*Extrait du document*.
Mercredi 16 septembre.Colissimo — la préposée sur mon palier: «Voilà votre colis, Monsieur!» — «Merci ! Bonne journée!»...

Stephen Stills! Ah !Je vais bientôt vous parler de Stephen Stills!

The Association: “Birthday”! — et l’autre jour icelui...

... est arrivé. — Je vais sans doute vous parler, encore, de The Association!

Et ça! — monument, pierre de touche du folk anglais. Ah cette pochette! ce noir austère et superbe!
La journée aussi est austère, grise: ciel de zinc, nuages d’aluminium, la deuxième. Il fait froid entre mes quatre murs. Je me couvre de pelures comme un oignon, m’encercle la gargamelle d’un vieux batik, me verse un petit verre de rhum, et introduit ce dernier CD dans mon lecteur, mon avide, mon goulousant lecteur!...
1/ “Leavin’ blues”, de ce vieux Leadbelly... transfiguré! Ah! les modulations asiatiques des cordes étirées, puis le clopinement de la contrebasse, et la diane crescendo de la caisse claire... “I’m leavin’, leavin’, mama, but I don’t know where to go”... Et ça vient jazzer, frétiller! — Ça y est! j’ai changé d’époque, j’ai changé de décor... C’est pas le rhum, c’est l’harmonie! Je rêve, je suis ailleurs, ailleurs que derrière mes volets clos, n’ayant pour toute lumière que le blanc-lithopone de l’écran de mon ordinateur.
2/ ”Cocaine”. Quelle version!J’écoutais, hier au soir, celle de Dave Van Ronk (même époque!), flâneuse, opiniâtrement désenchantée, tout à fait contraire à celle-ci, pimpante, insolente — qui appelle des
snap snap décontractés —, où la guitare et la basse allient leurs subtiles sonorités, claires et parfaitement détachées.
3/ “Sally free and easy” — «Sally, free and easy, That should be her name...» —. Marianne Faithfull l’a chanté, Pentangle aussi, et... oui! Dorris Henderson dans son album en duo avec John Renbourn. Rien ici des accents vibrants, tragiques et gémissants de cette noire tigresse, ni des volées d’arpèges citigrades du compagnon de Bert Jansch: la ballade reste calme, Davy se contente de frotter ses cordes sans faire d’esbroufe et les cascades de derboukas qui l’accompagnent demeurent sages et feutrées.
4/ “Back is the colour of my true love’s hair”, «Her face’s so soft and wonderous fair, The purest eyes and the neatest hands, I love the ground whereon she stands». Ambiance calme et sereine pour cette vieille chanson écossaise portée par des accords déliés et picotant. C’est bon, mais je m’assoupis là !
5/ ”Rock me baby”, du sieur Big Bill Bronzy! Ah! Guitare, contrebasse, batterie! — Pas de grand jeu farouche, tribouillant, sauvage, frénétique — «Rock me baby, rock me slow » —, mais de l’élasticité du confort, du bien rebondi!

*Données enregistrées*.
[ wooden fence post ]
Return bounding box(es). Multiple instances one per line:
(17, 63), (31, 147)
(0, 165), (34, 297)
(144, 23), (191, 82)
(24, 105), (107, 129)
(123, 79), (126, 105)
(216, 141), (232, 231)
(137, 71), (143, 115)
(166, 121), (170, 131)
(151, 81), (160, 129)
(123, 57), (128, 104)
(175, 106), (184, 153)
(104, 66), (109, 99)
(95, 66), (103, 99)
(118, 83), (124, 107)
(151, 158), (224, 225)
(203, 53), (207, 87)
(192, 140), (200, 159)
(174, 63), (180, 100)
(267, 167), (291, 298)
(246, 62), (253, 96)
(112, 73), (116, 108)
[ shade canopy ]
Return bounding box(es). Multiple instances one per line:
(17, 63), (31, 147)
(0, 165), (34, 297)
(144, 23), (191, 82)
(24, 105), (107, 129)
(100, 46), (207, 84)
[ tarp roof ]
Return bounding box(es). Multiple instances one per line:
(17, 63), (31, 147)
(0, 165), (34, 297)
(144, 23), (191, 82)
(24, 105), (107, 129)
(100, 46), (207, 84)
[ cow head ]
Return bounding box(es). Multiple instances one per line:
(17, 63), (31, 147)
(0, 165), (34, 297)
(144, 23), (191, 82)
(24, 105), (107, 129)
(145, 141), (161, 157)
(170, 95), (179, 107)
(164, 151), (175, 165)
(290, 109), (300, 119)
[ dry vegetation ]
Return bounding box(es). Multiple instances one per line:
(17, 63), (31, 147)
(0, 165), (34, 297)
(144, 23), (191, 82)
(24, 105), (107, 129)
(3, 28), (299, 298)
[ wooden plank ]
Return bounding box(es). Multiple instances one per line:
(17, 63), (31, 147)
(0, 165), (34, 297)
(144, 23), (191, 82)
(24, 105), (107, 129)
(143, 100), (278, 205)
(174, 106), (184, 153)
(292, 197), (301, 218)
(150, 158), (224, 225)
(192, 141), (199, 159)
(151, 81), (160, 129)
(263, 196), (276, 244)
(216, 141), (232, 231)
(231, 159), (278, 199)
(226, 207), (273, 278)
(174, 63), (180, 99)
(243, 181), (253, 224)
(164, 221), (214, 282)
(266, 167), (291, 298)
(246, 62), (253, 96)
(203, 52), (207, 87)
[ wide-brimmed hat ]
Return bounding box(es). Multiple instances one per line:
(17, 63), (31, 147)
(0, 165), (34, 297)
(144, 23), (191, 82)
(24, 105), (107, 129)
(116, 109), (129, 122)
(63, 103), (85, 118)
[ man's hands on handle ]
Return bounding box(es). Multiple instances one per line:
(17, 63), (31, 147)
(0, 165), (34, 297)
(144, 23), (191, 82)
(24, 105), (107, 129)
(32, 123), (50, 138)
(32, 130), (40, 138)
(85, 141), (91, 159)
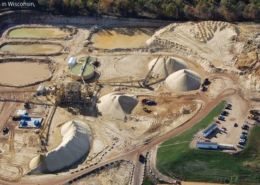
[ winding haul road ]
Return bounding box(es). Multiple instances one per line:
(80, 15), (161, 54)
(0, 88), (237, 185)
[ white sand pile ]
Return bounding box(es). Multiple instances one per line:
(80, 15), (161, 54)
(165, 69), (201, 92)
(30, 121), (91, 173)
(97, 93), (138, 119)
(148, 57), (187, 78)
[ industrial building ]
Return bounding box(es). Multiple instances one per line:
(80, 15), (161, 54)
(203, 123), (218, 137)
(196, 142), (218, 150)
(68, 56), (95, 80)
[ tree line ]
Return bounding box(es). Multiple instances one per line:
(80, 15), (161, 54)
(38, 0), (260, 21)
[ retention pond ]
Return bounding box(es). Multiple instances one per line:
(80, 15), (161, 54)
(0, 61), (51, 86)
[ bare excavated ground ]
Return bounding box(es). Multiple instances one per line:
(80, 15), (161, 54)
(0, 17), (260, 184)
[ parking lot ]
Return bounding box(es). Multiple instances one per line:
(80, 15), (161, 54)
(196, 95), (253, 152)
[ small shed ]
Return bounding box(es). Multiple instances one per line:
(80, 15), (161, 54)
(196, 142), (218, 150)
(68, 57), (77, 68)
(36, 85), (47, 96)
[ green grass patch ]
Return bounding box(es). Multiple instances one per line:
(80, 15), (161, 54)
(142, 177), (154, 185)
(156, 102), (260, 185)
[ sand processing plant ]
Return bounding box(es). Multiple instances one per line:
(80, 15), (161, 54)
(0, 10), (260, 185)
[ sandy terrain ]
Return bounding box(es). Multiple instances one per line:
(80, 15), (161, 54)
(0, 18), (258, 185)
(92, 29), (150, 49)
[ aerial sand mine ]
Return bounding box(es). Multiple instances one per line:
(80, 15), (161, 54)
(30, 121), (91, 173)
(0, 11), (260, 185)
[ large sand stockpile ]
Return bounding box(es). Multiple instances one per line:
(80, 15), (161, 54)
(165, 69), (201, 92)
(148, 57), (187, 77)
(97, 93), (138, 119)
(30, 121), (91, 173)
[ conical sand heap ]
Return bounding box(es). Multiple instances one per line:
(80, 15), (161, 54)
(97, 93), (138, 119)
(148, 57), (187, 78)
(165, 69), (201, 92)
(30, 121), (90, 174)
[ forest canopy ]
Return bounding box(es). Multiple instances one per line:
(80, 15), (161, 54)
(38, 0), (260, 21)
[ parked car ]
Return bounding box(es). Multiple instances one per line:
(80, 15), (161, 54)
(238, 139), (246, 145)
(240, 134), (247, 139)
(3, 127), (9, 135)
(237, 144), (245, 149)
(142, 99), (157, 106)
(218, 116), (225, 121)
(241, 124), (249, 130)
(143, 107), (152, 113)
(225, 103), (232, 110)
(139, 155), (146, 164)
(221, 111), (229, 116)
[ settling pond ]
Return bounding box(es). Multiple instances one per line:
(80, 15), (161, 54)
(0, 43), (63, 55)
(0, 61), (51, 86)
(7, 27), (71, 39)
(91, 28), (154, 49)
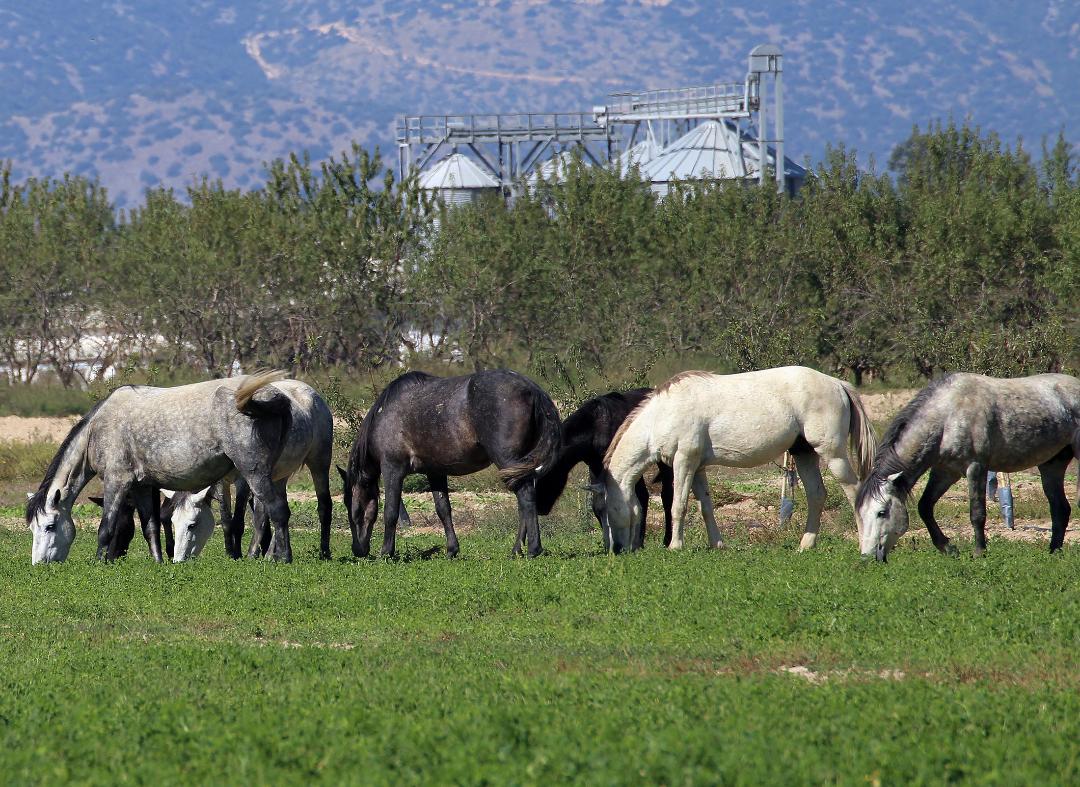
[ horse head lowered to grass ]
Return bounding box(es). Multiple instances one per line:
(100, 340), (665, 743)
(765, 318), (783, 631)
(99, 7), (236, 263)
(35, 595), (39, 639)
(537, 388), (672, 549)
(599, 366), (877, 552)
(856, 374), (1080, 560)
(26, 371), (319, 564)
(342, 369), (561, 557)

*Tâche donnée*.
Recopiez à l'identique le passage de la chronique musicale qui commence par « Mercredi 16 septembre.Colissimo » et se termine par « mon goulousant lecteur!... ».

*Résultat obtenu*.
Mercredi 16 septembre.Colissimo — la préposée sur mon palier: «Voilà votre colis, Monsieur!» — «Merci ! Bonne journée!»...

Stephen Stills! Ah !Je vais bientôt vous parler de Stephen Stills!

The Association: “Birthday”! — et l’autre jour icelui...

... est arrivé. — Je vais sans doute vous parler, encore, de The Association!

Et ça! — monument, pierre de touche du folk anglais. Ah cette pochette! ce noir austère et superbe!
La journée aussi est austère, grise: ciel de zinc, nuages d’aluminium, la deuxième. Il fait froid entre mes quatre murs. Je me couvre de pelures comme un oignon, m’encercle la gargamelle d’un vieux batik, me verse un petit verre de rhum, et introduit ce dernier CD dans mon lecteur, mon avide, mon goulousant lecteur!...